= RECORDS FOR THE TASK =

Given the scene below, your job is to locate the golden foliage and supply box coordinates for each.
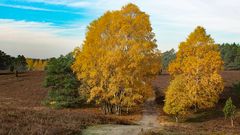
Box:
[72,3,161,113]
[165,26,224,116]
[163,75,191,117]
[26,58,34,70]
[168,26,223,76]
[26,58,47,71]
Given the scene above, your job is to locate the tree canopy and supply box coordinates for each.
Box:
[164,26,224,118]
[72,3,161,114]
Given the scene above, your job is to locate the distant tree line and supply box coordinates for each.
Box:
[219,43,240,70]
[161,43,240,71]
[0,50,27,72]
[0,50,48,73]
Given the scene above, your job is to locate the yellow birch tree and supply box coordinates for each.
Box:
[72,3,161,114]
[165,26,224,117]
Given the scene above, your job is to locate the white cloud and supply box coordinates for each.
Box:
[0,19,85,58]
[131,0,240,51]
[1,0,240,57]
[25,0,239,50]
[68,1,92,7]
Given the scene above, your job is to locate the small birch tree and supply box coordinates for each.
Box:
[223,97,236,127]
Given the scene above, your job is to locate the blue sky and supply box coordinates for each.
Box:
[0,0,239,58]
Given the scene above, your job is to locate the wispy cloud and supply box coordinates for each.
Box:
[22,0,92,8]
[0,3,57,11]
[0,3,88,15]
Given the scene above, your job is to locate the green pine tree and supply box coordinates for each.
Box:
[44,53,84,108]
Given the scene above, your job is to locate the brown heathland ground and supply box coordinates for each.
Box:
[0,71,141,135]
[0,71,240,135]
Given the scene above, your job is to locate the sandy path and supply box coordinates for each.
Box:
[82,98,160,135]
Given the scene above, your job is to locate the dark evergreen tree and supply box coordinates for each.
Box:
[161,49,176,70]
[44,53,84,108]
[219,43,240,70]
[0,50,14,70]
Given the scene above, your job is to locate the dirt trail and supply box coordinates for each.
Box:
[82,97,160,135]
[138,97,160,128]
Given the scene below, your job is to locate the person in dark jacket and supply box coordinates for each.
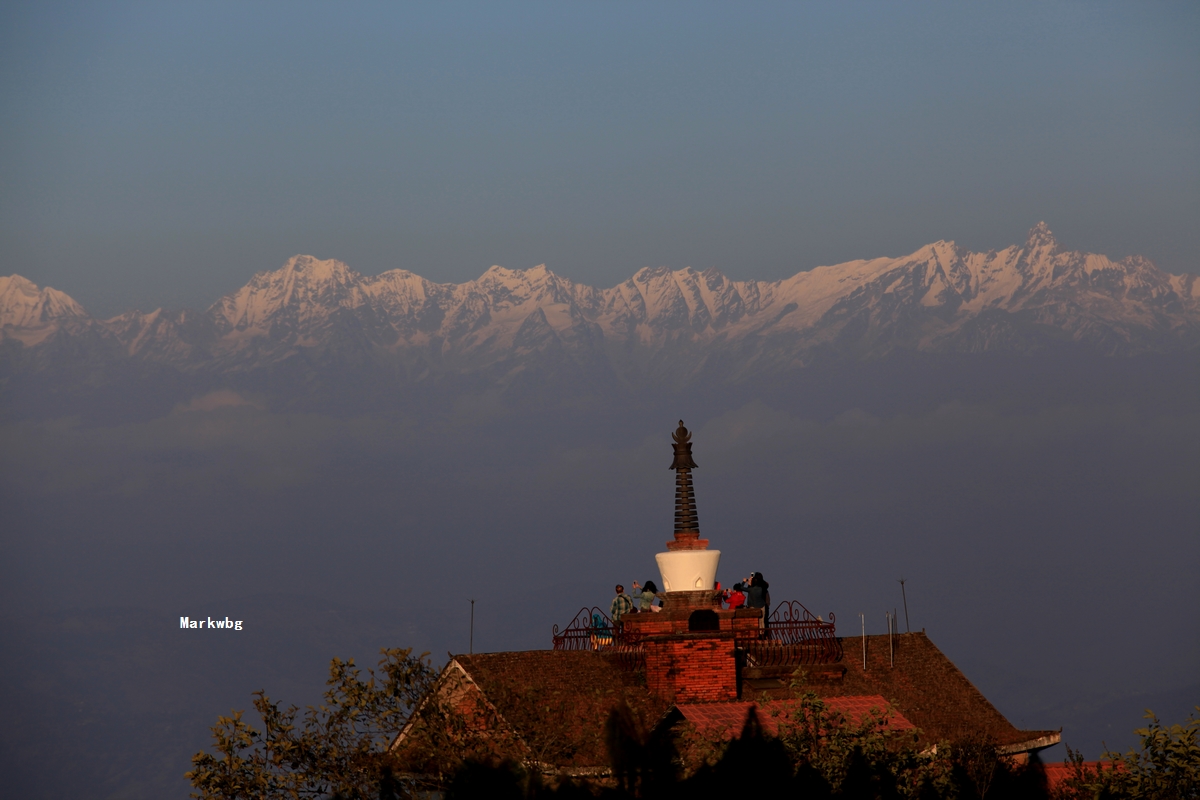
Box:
[747,572,771,628]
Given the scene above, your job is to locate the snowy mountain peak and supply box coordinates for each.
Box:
[632,266,674,282]
[2,224,1197,377]
[907,240,960,264]
[283,254,357,280]
[0,274,89,328]
[475,264,571,301]
[481,263,557,283]
[208,255,370,334]
[1025,221,1057,250]
[1,274,37,292]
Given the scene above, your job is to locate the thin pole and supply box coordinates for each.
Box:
[888,612,894,667]
[898,578,910,633]
[860,613,866,670]
[469,599,475,655]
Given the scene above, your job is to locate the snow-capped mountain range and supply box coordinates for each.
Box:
[3,224,1198,392]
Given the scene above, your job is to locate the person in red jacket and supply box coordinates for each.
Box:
[725,582,746,610]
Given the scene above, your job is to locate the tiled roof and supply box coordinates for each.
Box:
[767,632,1058,750]
[452,650,670,769]
[397,631,1056,771]
[675,695,916,739]
[825,695,917,730]
[1043,760,1116,790]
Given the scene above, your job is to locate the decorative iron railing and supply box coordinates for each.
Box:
[552,607,613,651]
[551,607,645,670]
[551,599,840,672]
[740,601,841,667]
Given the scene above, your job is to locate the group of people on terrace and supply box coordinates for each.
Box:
[586,572,771,650]
[607,572,770,626]
[723,572,771,614]
[609,580,661,624]
[589,582,661,649]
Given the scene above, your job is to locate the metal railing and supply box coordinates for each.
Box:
[741,601,842,667]
[551,599,840,671]
[551,607,645,670]
[552,607,614,651]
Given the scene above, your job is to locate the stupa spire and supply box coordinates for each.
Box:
[667,421,708,551]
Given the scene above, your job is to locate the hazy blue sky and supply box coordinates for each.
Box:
[2,1,1197,316]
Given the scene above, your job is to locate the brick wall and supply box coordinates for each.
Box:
[624,593,759,703]
[643,632,738,703]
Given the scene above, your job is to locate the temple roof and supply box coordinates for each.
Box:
[407,650,670,770]
[775,632,1059,752]
[393,632,1057,772]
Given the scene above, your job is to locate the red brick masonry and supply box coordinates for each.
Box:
[623,590,763,704]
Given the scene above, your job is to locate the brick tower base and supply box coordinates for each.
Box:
[622,591,763,703]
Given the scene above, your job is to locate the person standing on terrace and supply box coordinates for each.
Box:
[632,580,660,612]
[611,584,634,625]
[725,582,746,610]
[747,572,771,629]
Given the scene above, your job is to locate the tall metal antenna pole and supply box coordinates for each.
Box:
[469,599,475,655]
[898,578,910,633]
[860,613,866,671]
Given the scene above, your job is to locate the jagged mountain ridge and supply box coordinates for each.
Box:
[3,224,1198,390]
[0,275,90,335]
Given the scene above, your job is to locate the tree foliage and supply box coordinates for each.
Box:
[187,648,437,800]
[665,692,1047,799]
[189,649,1195,800]
[1054,707,1200,800]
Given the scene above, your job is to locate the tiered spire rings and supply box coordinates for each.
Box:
[667,421,709,551]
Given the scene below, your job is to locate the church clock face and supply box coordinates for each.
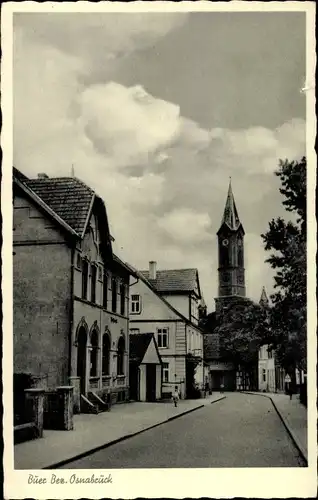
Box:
[222,239,229,247]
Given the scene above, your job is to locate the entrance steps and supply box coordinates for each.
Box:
[80,393,111,414]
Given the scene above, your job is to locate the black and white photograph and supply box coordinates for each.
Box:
[2,1,316,498]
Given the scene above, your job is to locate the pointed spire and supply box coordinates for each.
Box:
[71,164,75,177]
[259,286,269,306]
[220,179,241,230]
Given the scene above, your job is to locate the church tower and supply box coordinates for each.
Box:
[215,181,246,313]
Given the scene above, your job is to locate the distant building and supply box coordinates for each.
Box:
[13,168,135,413]
[129,333,162,402]
[129,262,205,399]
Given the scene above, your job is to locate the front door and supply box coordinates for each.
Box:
[146,364,156,402]
[77,327,87,395]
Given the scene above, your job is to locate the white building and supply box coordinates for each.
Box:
[129,262,205,399]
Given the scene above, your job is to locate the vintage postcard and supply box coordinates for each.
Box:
[2,1,317,498]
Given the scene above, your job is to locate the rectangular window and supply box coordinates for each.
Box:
[82,260,89,299]
[98,265,102,281]
[103,272,108,308]
[157,328,169,348]
[111,278,117,313]
[130,328,140,334]
[131,294,141,314]
[262,369,266,382]
[163,363,169,383]
[120,284,126,316]
[76,253,82,269]
[91,265,97,303]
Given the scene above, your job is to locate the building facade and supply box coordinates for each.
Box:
[13,168,134,412]
[129,262,205,399]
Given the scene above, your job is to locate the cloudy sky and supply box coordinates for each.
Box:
[13,10,306,310]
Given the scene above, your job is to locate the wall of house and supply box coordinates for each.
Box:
[161,294,190,319]
[156,365,162,399]
[129,279,180,321]
[13,192,72,388]
[258,345,276,392]
[139,365,146,401]
[71,209,130,402]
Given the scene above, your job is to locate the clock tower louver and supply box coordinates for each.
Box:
[216,181,246,312]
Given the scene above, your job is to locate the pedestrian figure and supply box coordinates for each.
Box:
[289,386,293,400]
[205,382,209,398]
[220,383,224,394]
[172,387,179,407]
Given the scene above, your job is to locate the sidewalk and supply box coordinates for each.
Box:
[243,391,307,462]
[14,393,225,469]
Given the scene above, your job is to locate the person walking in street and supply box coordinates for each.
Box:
[220,383,224,394]
[172,387,180,407]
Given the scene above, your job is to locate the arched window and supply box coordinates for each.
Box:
[102,333,111,376]
[90,329,99,377]
[117,336,125,376]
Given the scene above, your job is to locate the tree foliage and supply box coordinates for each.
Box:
[215,299,270,366]
[261,157,307,372]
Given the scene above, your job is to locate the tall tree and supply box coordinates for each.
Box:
[214,299,271,388]
[261,157,306,373]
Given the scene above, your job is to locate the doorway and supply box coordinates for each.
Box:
[146,364,156,402]
[77,326,87,395]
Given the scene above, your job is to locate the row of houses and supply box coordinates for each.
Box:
[13,168,207,423]
[14,168,291,432]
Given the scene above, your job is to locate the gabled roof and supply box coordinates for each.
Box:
[128,265,205,333]
[140,268,200,296]
[13,168,114,259]
[129,333,161,365]
[217,180,244,234]
[23,176,95,237]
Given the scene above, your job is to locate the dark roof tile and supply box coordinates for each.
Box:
[129,333,154,364]
[24,177,94,235]
[140,268,198,293]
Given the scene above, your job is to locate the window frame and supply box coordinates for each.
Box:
[111,277,117,313]
[162,362,169,383]
[81,259,89,300]
[102,332,111,376]
[157,327,169,348]
[90,329,99,377]
[120,283,126,316]
[90,264,97,303]
[131,294,141,314]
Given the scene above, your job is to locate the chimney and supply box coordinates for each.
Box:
[38,173,49,179]
[149,261,157,280]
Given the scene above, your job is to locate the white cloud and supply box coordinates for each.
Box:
[157,209,212,244]
[13,16,306,309]
[78,82,181,167]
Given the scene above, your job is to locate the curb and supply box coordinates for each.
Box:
[242,391,307,465]
[43,396,226,469]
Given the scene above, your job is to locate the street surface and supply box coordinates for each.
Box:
[61,393,306,468]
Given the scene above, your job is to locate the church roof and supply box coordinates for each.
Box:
[259,286,269,306]
[218,181,243,233]
[140,268,200,295]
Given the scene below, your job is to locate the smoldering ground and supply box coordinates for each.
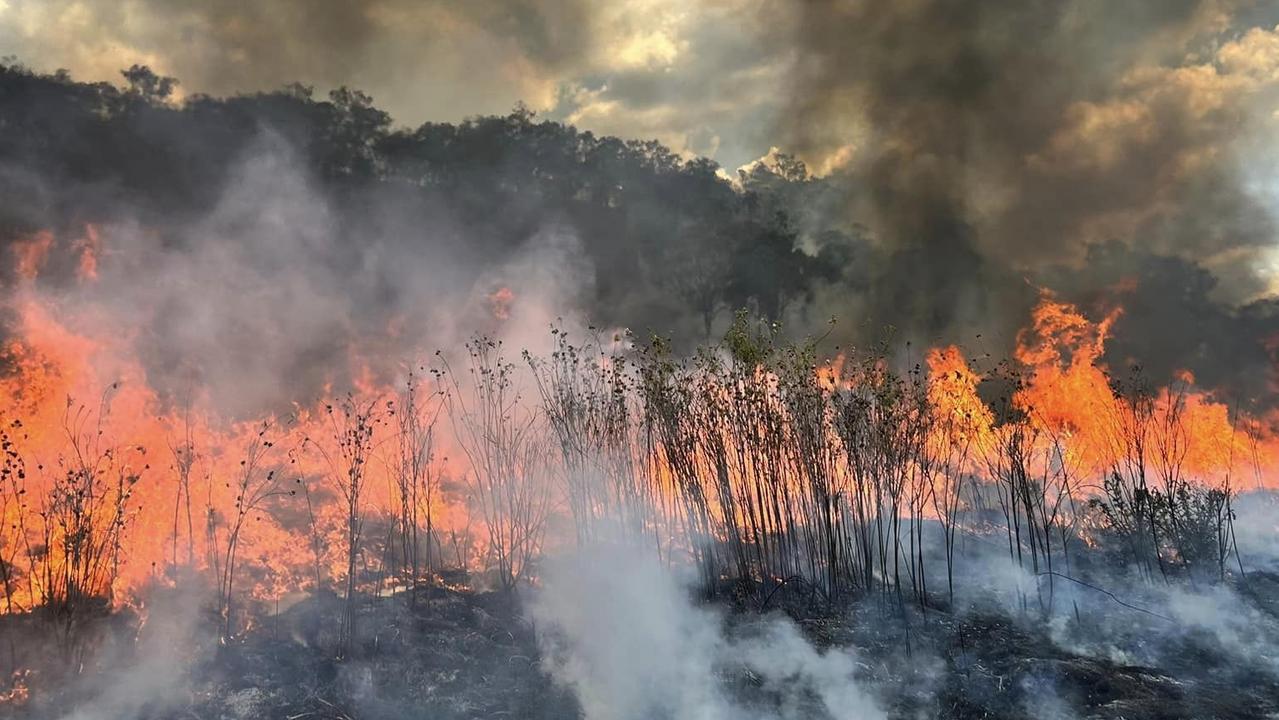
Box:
[521,490,1279,720]
[530,542,886,720]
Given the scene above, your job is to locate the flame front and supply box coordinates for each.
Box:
[2,227,1276,624]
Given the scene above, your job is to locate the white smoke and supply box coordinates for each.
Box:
[55,582,212,720]
[529,543,884,720]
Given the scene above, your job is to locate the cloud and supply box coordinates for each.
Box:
[0,0,794,168]
[0,0,580,120]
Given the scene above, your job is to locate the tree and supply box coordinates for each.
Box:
[325,86,391,178]
[120,64,178,102]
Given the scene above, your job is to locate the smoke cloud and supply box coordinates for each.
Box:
[781,1,1279,348]
[10,3,1279,404]
[529,543,885,720]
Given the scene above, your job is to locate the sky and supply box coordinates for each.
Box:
[0,0,796,169]
[7,0,1279,298]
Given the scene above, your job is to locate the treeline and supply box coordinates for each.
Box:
[0,62,856,344]
[3,61,1279,409]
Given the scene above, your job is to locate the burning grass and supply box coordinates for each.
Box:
[1,256,1278,713]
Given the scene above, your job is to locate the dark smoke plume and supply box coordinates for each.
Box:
[779,0,1279,395]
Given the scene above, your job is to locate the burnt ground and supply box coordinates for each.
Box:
[3,573,1278,719]
[186,586,580,720]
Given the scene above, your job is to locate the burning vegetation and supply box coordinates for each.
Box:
[1,58,1279,720]
[2,235,1278,717]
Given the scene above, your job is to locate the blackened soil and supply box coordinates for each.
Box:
[3,575,1277,719]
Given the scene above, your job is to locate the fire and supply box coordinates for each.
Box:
[0,237,475,617]
[1008,293,1126,474]
[1,225,1277,629]
[11,231,53,281]
[73,224,102,281]
[1001,293,1267,484]
[0,670,29,708]
[925,344,993,446]
[489,286,514,321]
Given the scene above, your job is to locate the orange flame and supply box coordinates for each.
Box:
[11,231,53,281]
[74,224,102,281]
[2,228,1277,621]
[488,286,514,321]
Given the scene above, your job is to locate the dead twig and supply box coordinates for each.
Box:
[1036,571,1173,623]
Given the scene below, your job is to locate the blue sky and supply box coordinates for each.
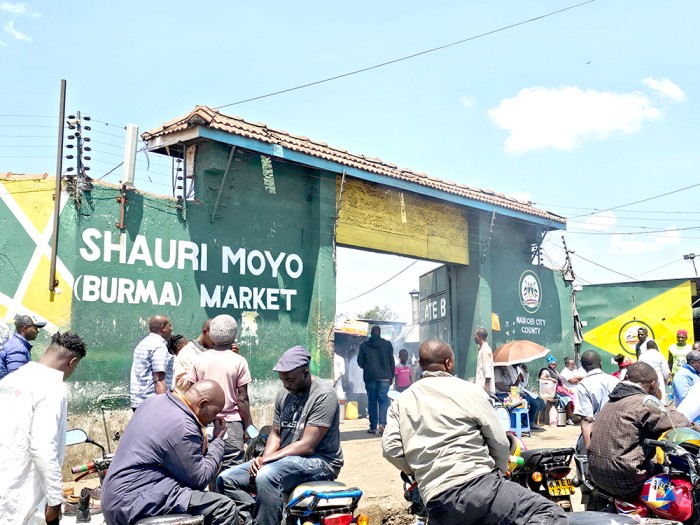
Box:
[2,1,699,322]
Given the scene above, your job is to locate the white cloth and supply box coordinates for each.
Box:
[677,381,700,422]
[475,342,495,394]
[560,366,585,391]
[638,349,671,403]
[333,354,346,400]
[345,353,366,395]
[0,362,68,525]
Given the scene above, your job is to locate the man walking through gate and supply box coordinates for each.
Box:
[358,325,394,434]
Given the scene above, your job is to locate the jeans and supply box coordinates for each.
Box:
[188,490,238,525]
[366,380,391,430]
[426,470,568,524]
[217,455,334,525]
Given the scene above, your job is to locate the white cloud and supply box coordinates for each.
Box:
[0,1,27,14]
[643,77,686,103]
[4,20,30,41]
[488,86,662,154]
[579,211,617,232]
[609,229,681,255]
[460,95,476,109]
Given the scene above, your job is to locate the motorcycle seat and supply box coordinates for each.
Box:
[568,511,638,524]
[135,515,204,524]
[287,481,354,509]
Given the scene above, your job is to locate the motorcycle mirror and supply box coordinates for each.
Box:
[642,395,666,415]
[66,428,89,446]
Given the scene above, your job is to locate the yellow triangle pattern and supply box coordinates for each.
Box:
[20,255,72,327]
[10,178,57,235]
[583,281,693,359]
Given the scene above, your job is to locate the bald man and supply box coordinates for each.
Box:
[130,314,174,410]
[382,339,567,524]
[102,379,237,525]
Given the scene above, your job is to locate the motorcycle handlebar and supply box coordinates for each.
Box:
[643,439,667,448]
[71,461,95,474]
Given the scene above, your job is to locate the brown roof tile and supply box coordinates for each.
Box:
[142,106,565,224]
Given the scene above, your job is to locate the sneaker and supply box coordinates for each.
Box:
[567,419,576,426]
[367,429,377,434]
[378,425,385,435]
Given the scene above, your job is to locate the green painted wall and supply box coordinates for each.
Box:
[448,214,573,381]
[50,144,336,406]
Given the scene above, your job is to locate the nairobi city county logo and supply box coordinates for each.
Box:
[519,270,541,314]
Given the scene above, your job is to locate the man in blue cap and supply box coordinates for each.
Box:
[217,345,343,525]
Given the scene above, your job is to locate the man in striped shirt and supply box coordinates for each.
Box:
[130,315,174,410]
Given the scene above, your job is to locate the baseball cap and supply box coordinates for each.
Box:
[15,314,47,329]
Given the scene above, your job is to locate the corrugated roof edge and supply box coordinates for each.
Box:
[142,106,566,224]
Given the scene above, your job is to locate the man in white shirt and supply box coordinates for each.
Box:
[474,328,494,395]
[638,340,670,403]
[0,331,87,525]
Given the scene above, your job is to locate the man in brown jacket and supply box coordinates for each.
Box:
[588,361,700,500]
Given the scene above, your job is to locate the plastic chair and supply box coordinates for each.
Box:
[509,407,531,438]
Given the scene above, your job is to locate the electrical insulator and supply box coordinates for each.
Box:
[84,166,90,171]
[176,167,183,171]
[84,156,91,161]
[84,126,91,130]
[74,131,81,137]
[84,147,91,152]
[68,125,75,130]
[68,115,75,119]
[66,155,74,159]
[83,137,91,142]
[176,185,183,190]
[83,116,91,121]
[66,144,74,149]
[68,135,75,140]
[67,167,74,172]
[177,176,183,180]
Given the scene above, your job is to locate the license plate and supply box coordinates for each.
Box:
[547,478,573,496]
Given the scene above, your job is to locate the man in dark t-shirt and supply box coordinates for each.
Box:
[217,346,343,525]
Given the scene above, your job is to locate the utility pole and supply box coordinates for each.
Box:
[562,236,584,368]
[49,79,66,292]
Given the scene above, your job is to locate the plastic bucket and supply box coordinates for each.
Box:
[339,399,346,421]
[345,401,358,420]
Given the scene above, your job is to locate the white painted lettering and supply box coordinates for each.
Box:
[222,247,246,274]
[159,282,177,306]
[266,288,280,310]
[279,288,297,310]
[222,286,239,309]
[117,278,135,304]
[247,250,265,276]
[80,228,102,262]
[134,279,159,304]
[285,254,303,278]
[265,251,285,278]
[155,238,177,269]
[127,235,153,266]
[239,287,252,309]
[82,275,101,301]
[103,232,126,264]
[200,284,221,308]
[177,241,199,270]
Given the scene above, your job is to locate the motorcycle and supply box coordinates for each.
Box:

= HOW TO COMPLETE THIS TASK =
Your answer should consist only of the lines above between the line holding "the dark roof" and the line holding "Given the scene above, your job is to locate the curb", inclusive, each transcribed exactly.

= EXERCISE RESULT =
Given the scene above, your job is to locate the dark roof tile and supply box coordinates for each.
Box:
[129,333,154,364]
[24,177,94,235]
[140,268,198,293]
Given the scene above, your job is to locate the window frame and supply box coordinates for each.
Box:
[111,277,117,313]
[162,362,169,383]
[81,259,89,300]
[102,332,111,376]
[157,327,169,348]
[90,329,99,377]
[120,283,126,316]
[90,264,97,303]
[131,294,141,314]
Given the scene above, your job is to locate the chimney and supply box coordinates for each.
Box:
[38,173,49,179]
[149,261,157,280]
Given the scene above, your job is to locate the white cloud and supply box coordinates for each.
Box:
[157,209,212,244]
[13,16,306,309]
[78,82,181,167]
Given the scene above, your job is to locate the curb and supply box coordinates for each.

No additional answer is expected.